> Directive:
Copy every one of the rows below word for word, but leave the pictures out of your copy.

> Exercise materials:

-=-=-

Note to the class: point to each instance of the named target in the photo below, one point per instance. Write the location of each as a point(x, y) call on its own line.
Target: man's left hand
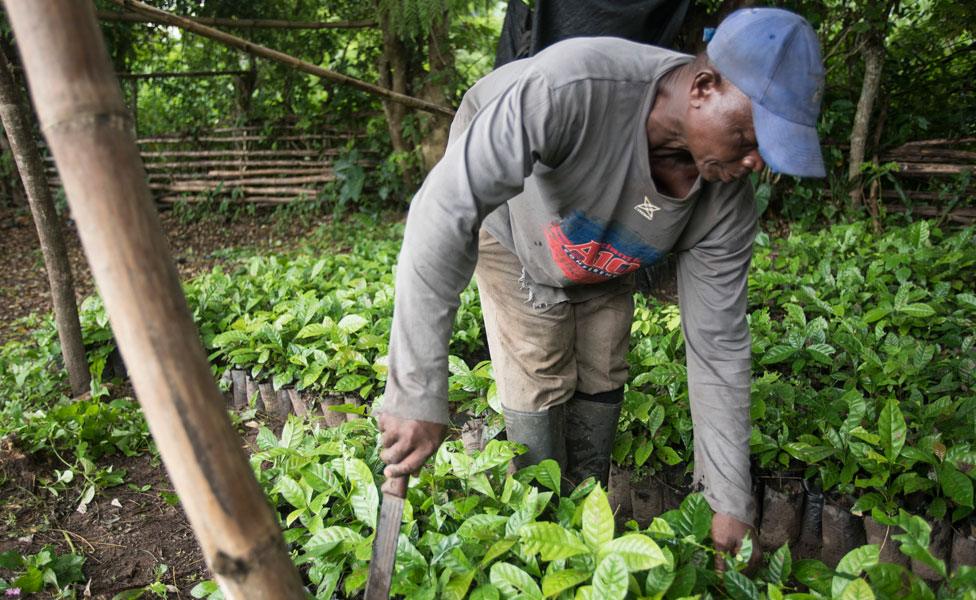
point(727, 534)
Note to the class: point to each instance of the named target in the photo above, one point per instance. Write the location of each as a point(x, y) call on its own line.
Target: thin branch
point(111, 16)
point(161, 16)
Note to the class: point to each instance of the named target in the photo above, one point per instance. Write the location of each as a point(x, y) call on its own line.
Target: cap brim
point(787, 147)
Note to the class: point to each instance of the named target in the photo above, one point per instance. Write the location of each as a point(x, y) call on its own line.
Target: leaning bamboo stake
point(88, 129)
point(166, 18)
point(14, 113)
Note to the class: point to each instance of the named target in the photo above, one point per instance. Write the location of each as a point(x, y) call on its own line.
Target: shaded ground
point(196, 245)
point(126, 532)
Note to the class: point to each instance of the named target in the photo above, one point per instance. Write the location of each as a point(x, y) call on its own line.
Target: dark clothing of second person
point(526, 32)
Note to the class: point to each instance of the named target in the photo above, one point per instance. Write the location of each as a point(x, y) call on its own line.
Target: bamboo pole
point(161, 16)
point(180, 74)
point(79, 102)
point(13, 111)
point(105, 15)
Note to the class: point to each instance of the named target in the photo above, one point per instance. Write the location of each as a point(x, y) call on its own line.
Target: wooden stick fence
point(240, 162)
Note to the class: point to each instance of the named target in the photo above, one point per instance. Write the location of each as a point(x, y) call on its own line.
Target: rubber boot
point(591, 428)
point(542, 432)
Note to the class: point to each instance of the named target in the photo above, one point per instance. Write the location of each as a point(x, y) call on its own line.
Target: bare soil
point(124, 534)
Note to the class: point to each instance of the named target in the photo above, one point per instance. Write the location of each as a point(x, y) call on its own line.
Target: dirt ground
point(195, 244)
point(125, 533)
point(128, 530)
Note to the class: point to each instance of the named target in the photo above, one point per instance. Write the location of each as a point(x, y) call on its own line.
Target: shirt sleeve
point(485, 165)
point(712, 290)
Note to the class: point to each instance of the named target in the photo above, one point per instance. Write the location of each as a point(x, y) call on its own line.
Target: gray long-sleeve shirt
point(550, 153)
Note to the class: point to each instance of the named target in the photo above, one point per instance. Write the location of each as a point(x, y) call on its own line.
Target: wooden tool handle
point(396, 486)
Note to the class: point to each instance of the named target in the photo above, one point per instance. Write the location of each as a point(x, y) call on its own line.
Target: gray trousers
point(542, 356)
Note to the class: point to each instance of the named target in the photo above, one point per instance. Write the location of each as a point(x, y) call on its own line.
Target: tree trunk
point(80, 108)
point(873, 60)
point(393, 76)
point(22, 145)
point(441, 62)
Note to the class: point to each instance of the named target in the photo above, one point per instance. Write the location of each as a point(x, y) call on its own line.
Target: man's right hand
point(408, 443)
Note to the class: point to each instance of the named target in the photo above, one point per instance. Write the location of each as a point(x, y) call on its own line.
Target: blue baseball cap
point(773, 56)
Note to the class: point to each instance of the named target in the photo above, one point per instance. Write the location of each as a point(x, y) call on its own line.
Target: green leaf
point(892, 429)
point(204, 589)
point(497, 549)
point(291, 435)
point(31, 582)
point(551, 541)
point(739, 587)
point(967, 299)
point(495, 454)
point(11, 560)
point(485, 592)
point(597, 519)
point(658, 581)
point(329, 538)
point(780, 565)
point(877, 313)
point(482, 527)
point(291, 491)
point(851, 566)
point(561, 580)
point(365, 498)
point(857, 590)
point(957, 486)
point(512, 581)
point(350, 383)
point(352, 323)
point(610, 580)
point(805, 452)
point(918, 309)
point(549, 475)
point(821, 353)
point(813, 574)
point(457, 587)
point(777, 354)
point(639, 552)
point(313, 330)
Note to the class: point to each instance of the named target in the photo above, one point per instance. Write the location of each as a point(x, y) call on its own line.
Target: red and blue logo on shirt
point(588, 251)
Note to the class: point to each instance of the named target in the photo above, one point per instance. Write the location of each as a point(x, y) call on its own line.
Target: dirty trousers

-=-=-

> Problem solution:
Note to the class: point to each instance of the named target in the photo below, one point per instance. Write the location of each as a point(x, y) call on its own line.
Target: man's left hand
point(727, 534)
Note to the class: point to each instance of the named target in the photo above, one point per instance. Write the location of each as a point(x, y) call on its own line.
Target: thin branch
point(111, 16)
point(161, 16)
Note to the class: point to each instance of the named target in the photo above, one point per instance. Write the location of each as a point(x, y) call on its own line.
Target: cap brim
point(787, 147)
Note to the class: point to each instance of the named target in the photo above, one point per instance. Write the location of each as a point(x, y) call on its own line.
Target: leaning bamboo stake
point(88, 129)
point(166, 18)
point(14, 113)
Note to the class: point to each instance of the named target in the photo above, one point per instance. Write the location of each as a point(x, y) call on its own line.
Target: shaded ground
point(196, 245)
point(126, 532)
Note to the class: point to each instance of the named target in the photo above, one point per instance. Write the location of each as a point(x, y) call on its own line.
Target: dark clothing of second person
point(526, 32)
Note to the class: point to each instance of the named target in the photo above, one point per instance. Write the location of each as a point(x, y) call on its own line.
Target: bamboo pole
point(161, 16)
point(180, 74)
point(79, 102)
point(13, 111)
point(105, 15)
Note to the class: point to each instance of the named target in the photo above, one point per instance. Write the location of each as a point(x, y) call on its own line.
Target: wooden stick fence
point(240, 162)
Note to the class: point to each instance of the named target in the photo above, one point per instance. Write the location of each as a point(x, y) call on its own line.
Target: rubber boot
point(591, 428)
point(542, 432)
Note to the class: point to each instance of the named target in the photo above, one point per instance. Write the location of each as a point(x, y) call on its own line.
Target: bare soil
point(124, 534)
Note to the class: point to each instance of the named target in the photo above, one point per instance. Write the location of each as a point(x, y) call on its own line.
Target: dirt ground
point(195, 244)
point(125, 533)
point(128, 530)
Note to the class: point to each instance of the named target in the photo above, one point per instance. Write the location of each as a point(x, y) call on its own line.
Target: shirt sleeve
point(485, 165)
point(712, 290)
Note to the class: point to each instance of the named target in the photo above, one point per instance. Write the location of each as a point(x, y) call on its own line.
Target: gray long-sleeve shirt
point(550, 153)
Note to the class: point to each instance of the named target in the photo above, one point per instance. Write the location of each as a point(x, y) call on its own line.
Target: wooden tool handle
point(396, 486)
Note to the class: point to each instance of the named target in the photo above, one point per instance. Write the location of each as a point(x, y) call on its own line.
Target: gray trousers
point(542, 356)
Note to the class: point to each instance of the named target in the photo above, one point per instance. Write the location of each as a point(x, y) call on its own line.
Target: tree trunk
point(80, 108)
point(873, 60)
point(393, 76)
point(22, 145)
point(441, 62)
Note to the class: point to each instance of the named target in the photo above, one point per instance. Write the location of each as a point(x, y) call on its own line.
Target: man's right hand
point(408, 443)
Note to the class: point to each instance of the named target in the photo above, one point per instance. Write the location of each as a point(x, y) call on its own line.
Target: blue baseball cap
point(773, 56)
Note to the class: point to each instance of the named target in the photo above, one point per instance. Write the location of each as a point(x, y) call on its own line.
Target: green leaf
point(892, 429)
point(204, 589)
point(497, 549)
point(291, 435)
point(31, 582)
point(551, 541)
point(739, 587)
point(967, 299)
point(495, 454)
point(11, 560)
point(485, 592)
point(597, 519)
point(658, 581)
point(329, 538)
point(780, 565)
point(877, 313)
point(482, 527)
point(291, 491)
point(851, 566)
point(561, 580)
point(365, 498)
point(857, 590)
point(957, 486)
point(512, 581)
point(350, 383)
point(352, 323)
point(610, 580)
point(805, 452)
point(918, 309)
point(549, 475)
point(821, 353)
point(813, 574)
point(457, 587)
point(777, 354)
point(639, 552)
point(313, 330)
Note to the class: point to each instance of the named target in the photo above, one point per instance. Write the location of each as a point(x, y) call on its own line.
Target: red and blue logo on shirt
point(588, 251)
Note to the class: point to each instance of the named target in the photo above, one point per instance. Write the location of each as a point(x, y) call on its own line.
Target: dirty trousers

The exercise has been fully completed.